• **What is expected**:
Find each line in the records below that contains the word "concrete" and copy all of those lines.

[Object location annotation data]
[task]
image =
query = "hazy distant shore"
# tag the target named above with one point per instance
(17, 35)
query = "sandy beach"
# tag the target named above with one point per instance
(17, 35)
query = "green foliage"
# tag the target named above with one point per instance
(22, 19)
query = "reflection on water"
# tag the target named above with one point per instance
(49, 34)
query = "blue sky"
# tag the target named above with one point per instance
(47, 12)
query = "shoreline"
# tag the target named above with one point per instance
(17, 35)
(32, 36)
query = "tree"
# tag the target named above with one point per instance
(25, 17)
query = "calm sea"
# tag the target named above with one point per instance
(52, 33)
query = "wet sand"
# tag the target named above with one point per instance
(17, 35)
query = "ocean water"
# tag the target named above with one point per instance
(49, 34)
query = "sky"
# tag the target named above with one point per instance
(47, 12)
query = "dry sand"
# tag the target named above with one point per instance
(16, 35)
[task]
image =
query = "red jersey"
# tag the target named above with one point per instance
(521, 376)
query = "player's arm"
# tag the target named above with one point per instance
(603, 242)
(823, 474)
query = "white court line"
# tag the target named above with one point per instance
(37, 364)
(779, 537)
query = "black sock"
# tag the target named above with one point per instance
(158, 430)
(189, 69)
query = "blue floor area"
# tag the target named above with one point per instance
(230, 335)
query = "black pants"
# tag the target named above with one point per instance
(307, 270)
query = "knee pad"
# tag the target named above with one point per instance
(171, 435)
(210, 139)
* * *
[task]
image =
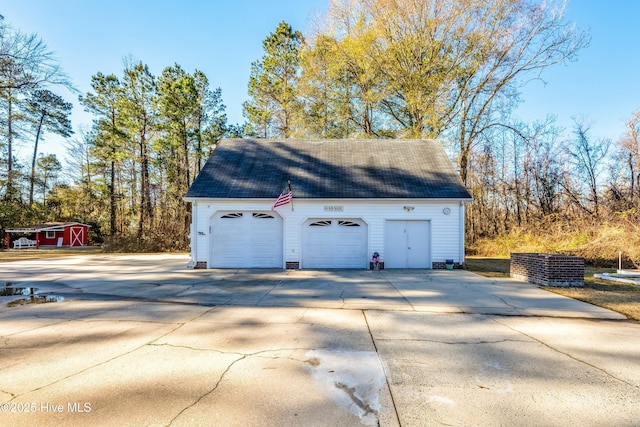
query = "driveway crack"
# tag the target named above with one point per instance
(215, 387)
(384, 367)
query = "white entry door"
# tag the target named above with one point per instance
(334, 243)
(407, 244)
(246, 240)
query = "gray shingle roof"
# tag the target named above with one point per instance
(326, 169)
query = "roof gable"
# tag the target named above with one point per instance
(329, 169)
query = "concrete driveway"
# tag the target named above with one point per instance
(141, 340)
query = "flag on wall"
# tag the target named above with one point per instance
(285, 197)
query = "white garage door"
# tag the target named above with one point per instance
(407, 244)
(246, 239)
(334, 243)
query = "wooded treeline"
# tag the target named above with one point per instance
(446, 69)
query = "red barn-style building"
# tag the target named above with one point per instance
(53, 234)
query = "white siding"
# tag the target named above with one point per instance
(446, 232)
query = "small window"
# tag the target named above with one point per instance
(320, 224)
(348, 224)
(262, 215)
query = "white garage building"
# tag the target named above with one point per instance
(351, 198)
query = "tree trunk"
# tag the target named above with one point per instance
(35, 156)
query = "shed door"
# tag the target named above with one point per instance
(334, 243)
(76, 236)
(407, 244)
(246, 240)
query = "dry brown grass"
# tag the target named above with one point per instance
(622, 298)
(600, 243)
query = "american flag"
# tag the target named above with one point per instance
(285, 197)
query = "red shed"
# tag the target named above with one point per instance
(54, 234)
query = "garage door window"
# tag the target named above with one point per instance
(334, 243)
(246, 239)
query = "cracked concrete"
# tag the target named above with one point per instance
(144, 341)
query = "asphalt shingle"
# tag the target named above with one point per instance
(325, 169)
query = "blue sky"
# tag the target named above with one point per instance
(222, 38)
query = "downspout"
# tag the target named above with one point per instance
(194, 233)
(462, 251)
--
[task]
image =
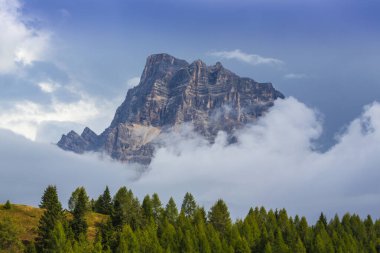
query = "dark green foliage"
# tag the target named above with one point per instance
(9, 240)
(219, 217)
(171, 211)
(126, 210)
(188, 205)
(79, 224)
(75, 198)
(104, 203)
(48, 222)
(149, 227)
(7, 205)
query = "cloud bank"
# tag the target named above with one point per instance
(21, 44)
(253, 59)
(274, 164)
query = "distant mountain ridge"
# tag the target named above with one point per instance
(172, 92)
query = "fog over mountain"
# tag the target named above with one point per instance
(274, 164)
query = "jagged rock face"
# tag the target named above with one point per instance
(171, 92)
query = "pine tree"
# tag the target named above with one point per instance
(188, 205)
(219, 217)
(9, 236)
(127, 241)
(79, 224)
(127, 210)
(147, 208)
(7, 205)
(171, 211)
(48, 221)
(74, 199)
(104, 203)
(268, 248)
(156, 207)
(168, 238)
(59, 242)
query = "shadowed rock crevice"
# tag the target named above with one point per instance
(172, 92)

• **Correct response**:
query = "concrete driveway"
query = "cracked concrete"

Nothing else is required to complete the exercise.